TEXT SECTION:
Here, we’ll teach you five ways that you can make sure you not only craft a positive brand association but maintain it long-term.
Brand association is the type of thoughts that pop into people’s minds when they think about your brand. For example, when you think about Mercedes-Benz, you might think of the words “luxury” or “elegance,” whereas if you think about a Volvo, the first thoughts you might have are about Sweden and safety.
People can associate both good and bad things with your brand, i.e. positive and negative associations. McDonald’s, for example, is often associated with unhealthy food and problematic farming practices, while Crest is associated with healthy teeth.
Ensuring that people associate good things with your brand is an important part of maintaining profitability and customer loyalty.
Let’s jump right into it: here are five ways to make sure your brand holds a special place in your audience’s hearts.
Brand association is closely linked with how your business is positioned within the market. If your brand doesn’t have anything unique about it, it will be hard for it to have any associations whatsoever. For people to attach connotations to your business, you first need to make sure it stands out in some way.
To do that, you’ll need to get creative. People are more likely to remember unique and creative branding and advertising campaigns — just think about how hearing the name GEICO stirs up images of that lovable Australian gecko, Martin.
Being creative is hard, but here are a few tricks. First, brainstorm the types of associations you want your brand to have: do you want to be known as eco-friendly? Healthy? Safe? Ethical? Friendly?
Next, think of ways to portray your company in that way without necessarily saying it outright. Creating characters can be a great way to do this as they tend to stick around in people’s minds.
Being creative is a good starting point, and it will usually help your brand stay memorable, but you also need to make sure that you’re being creative in the right direction. Remember, you’re not trying to construct a piece of art, you’re trying to sell a product. While a three-minute avant-garde YouTube ad featuring a variety of heavily distorted bird songs set to evolving kaleidoscopic colorscapes may be very creative and memorable, it almost definitely won’t help sell your product.
As you craft your brand image, it’s important to use creativity not for its own sake but for the purpose of building a positive association that is memorable. You can think of it like this: if you’re not creative at all, your brand won’t be memorable. But if you’re being creative without brand association in mind, then your art might end up being very memorable, but your brand won’t.
A large part of building a positive brand association is making sure that your brand connects with the desires that your audience already has. Usually, those are (at some level) innate human desires, like the desire to be healthy, to look attractive, to find love, to have friends, to make money, and to stay safe.

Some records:

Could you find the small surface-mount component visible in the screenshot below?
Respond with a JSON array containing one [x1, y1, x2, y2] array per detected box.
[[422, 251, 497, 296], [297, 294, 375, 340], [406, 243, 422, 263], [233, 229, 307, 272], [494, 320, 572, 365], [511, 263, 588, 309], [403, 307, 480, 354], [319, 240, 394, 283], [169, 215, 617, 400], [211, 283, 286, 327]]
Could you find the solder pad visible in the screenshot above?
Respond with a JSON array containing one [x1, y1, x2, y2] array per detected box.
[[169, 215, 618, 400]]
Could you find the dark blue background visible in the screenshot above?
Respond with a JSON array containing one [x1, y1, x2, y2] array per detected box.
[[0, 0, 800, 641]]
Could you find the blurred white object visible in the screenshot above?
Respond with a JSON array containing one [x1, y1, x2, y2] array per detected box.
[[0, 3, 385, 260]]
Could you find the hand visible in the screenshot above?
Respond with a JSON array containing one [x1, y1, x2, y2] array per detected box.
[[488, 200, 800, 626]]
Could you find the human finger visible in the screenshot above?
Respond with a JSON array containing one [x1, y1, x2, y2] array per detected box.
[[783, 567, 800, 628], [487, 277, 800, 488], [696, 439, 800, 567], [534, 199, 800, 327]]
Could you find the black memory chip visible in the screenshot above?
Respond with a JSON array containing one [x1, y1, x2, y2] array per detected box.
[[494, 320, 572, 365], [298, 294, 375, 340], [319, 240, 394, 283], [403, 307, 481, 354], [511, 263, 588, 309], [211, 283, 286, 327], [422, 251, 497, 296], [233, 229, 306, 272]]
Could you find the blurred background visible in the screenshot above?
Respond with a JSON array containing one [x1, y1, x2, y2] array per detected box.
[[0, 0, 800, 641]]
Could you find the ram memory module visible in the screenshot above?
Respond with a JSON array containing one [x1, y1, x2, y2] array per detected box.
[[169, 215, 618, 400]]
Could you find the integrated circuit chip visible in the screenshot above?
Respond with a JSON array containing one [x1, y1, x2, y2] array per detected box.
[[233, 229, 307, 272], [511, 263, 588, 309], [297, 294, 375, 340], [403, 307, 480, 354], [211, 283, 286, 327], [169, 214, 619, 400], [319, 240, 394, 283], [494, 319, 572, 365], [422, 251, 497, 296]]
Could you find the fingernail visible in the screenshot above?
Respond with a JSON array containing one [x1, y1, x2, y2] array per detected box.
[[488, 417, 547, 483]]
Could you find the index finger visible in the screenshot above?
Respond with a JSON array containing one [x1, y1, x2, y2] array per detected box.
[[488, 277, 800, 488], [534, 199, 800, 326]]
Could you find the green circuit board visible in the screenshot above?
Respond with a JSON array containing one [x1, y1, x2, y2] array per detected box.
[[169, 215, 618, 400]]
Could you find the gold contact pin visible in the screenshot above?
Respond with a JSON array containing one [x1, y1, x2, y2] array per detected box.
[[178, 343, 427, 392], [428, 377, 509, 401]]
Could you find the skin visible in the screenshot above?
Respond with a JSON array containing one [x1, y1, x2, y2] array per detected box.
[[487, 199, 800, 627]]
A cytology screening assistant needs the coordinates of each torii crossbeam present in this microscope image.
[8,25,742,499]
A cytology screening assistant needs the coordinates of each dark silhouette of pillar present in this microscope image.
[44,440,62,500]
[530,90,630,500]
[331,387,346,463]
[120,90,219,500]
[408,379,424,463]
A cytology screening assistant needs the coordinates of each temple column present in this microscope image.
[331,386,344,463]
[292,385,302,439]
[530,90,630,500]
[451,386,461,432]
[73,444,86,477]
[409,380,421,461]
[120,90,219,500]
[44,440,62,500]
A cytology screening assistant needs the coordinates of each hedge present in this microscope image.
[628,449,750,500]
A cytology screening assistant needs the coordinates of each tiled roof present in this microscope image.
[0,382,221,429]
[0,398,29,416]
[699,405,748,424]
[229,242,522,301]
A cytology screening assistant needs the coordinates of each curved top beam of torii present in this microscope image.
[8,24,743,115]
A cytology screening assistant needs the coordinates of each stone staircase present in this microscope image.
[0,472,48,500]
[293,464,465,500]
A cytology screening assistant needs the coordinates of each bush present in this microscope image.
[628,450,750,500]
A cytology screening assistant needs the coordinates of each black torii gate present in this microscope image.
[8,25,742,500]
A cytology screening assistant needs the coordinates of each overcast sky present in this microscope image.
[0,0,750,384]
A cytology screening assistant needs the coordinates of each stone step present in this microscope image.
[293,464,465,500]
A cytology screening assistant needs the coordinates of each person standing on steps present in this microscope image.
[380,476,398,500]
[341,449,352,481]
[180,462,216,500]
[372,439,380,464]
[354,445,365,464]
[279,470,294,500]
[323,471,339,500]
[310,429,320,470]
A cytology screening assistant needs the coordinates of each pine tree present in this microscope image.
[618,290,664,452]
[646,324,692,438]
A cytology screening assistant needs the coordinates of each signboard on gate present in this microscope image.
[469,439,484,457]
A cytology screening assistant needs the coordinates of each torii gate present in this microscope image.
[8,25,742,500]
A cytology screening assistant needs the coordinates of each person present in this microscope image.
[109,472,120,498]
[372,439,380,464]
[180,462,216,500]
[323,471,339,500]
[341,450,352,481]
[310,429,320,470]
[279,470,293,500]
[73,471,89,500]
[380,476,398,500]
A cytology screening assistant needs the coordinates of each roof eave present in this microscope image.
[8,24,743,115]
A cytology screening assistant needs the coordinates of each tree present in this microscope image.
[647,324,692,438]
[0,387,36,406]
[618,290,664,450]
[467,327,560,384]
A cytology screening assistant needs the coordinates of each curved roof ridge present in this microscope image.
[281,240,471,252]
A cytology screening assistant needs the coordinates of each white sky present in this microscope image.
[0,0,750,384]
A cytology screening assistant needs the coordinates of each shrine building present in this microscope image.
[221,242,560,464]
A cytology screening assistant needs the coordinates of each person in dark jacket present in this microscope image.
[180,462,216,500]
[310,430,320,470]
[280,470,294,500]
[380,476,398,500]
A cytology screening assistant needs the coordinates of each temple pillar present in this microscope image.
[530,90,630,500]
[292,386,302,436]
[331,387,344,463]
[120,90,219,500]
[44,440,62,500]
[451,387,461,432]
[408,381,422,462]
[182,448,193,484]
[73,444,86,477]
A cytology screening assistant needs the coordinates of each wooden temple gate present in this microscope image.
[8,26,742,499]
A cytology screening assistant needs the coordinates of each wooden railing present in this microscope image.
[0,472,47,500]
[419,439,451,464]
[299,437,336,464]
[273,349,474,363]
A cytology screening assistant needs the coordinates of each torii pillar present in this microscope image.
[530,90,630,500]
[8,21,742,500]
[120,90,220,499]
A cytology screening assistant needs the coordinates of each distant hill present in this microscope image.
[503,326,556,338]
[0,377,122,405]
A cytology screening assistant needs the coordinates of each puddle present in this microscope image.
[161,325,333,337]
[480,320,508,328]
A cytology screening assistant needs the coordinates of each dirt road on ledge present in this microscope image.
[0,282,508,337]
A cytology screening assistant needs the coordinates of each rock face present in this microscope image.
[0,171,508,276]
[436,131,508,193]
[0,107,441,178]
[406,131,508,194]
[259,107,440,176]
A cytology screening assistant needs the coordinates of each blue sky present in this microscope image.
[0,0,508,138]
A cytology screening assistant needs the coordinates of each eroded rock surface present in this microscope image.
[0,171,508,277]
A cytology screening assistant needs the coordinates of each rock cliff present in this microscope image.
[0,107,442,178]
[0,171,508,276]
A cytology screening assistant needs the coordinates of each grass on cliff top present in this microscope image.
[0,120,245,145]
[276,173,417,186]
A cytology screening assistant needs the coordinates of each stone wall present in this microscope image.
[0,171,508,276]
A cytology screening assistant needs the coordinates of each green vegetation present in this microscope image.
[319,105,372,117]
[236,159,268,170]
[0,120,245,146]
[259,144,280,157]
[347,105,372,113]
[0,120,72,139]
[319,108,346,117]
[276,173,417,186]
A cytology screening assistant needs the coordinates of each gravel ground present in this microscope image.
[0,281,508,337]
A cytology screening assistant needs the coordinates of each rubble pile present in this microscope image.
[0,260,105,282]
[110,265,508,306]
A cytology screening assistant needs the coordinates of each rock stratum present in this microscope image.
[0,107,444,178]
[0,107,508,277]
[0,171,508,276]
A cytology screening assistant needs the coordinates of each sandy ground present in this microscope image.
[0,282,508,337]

TASK SET:
- 1) Reproduce the brand association text word for word, from "As you craft" to "to stay safe.".
- 2) Carry on the brand association text from the point where it stops.

SOLVED TASKS:
- 1)
As you craft your brand image, it’s important to use creativity not for its own sake but for the purpose of building a positive association that is memorable. You can think of it like this: if you’re not creative at all, your brand won’t be memorable. But if you’re being creative without brand association in mind, then your art might end up being very memorable, but your brand won’t.
A large part of building a positive brand association is making sure that your brand connects with the desires that your audience already has. Usually, those are (at some level) innate human desires, like the desire to be healthy, to look attractive, to find love, to have friends, to make money, and to stay safe.

- 2)
These basic wants and needs should be the starting point of your brand association initiative. From there, you can “niche down” into more unique associations.
It’s important to make sure that you also avoid building a brand identity that comes to be associated with things that the public does not like — that’s why it’s so important to understand their wants in the first place. For example, back in the 50’s, associating your brand with smoking might have been considered cool and luxurious, but now that would be a terrible association to have.
As you figure out what you want your brand image to be, it’s also important to keep in mind how you’re going to present that image in the first place.
To figure this out, you can look through your most common customer touch points — the ways that you interact with your customers. Every brand will have a different distribution of these. For example, some brands focus more heavily on social media, while others interact with customers more via telephone or email.
No matter what the medium, it’s important that your brand understands how to use it to leave the best impression on your customers and keep top-of-mind. For social media-focused brands, that might mean making eye-catching graphics and videos, while a brand that has a stronger brick-and-mortar presence might want to focus on a superb customer service experience (that said, all brands should make sure their customer service is top notch).
No matter how much work you put into building and maintaining a positive brand association, there’s always a risk that a crisis can bring it crashing down in a matter of seconds. Just think of the BP oil spill or the recent controversy surrounding Chick-Fil-A. Both of these events caused major issues for these brands.
Make sure that you have a strategy in place to manage any possible crises. If you have the budget for it, hire a PR team before a crisis occurs.
Brands that have worked hard to build positive associations have made lasting impacts not only on business but on culture. In fact, it’s sometimes very hard to separate certain associations from brands.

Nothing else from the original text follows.